What the task asks » What you write should be the line containing "Phrase: printed flyer" followed by every line after it to the end of the listing, exactly as given, and nothing more.

Supplied records »
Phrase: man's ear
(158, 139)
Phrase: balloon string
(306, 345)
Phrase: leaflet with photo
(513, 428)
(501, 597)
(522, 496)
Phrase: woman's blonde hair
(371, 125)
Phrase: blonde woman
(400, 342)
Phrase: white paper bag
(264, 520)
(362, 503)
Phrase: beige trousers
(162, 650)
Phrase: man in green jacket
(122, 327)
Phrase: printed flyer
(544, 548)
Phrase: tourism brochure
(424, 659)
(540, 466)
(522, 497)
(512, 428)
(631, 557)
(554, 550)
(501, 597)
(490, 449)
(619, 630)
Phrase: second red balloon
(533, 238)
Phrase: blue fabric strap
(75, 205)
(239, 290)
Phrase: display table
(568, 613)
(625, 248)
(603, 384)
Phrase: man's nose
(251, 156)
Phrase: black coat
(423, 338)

Response area »
Phrase: printed flyer
(544, 548)
Phrase: tourism brochure
(424, 659)
(540, 466)
(522, 497)
(512, 428)
(631, 557)
(554, 550)
(501, 597)
(490, 449)
(619, 630)
Phrase: second red balloon
(533, 238)
Phrase: blue fabric strap
(75, 205)
(239, 290)
Phrase: display table
(568, 613)
(625, 248)
(603, 384)
Phrase: man's nose
(251, 156)
Phrase: black coat
(423, 338)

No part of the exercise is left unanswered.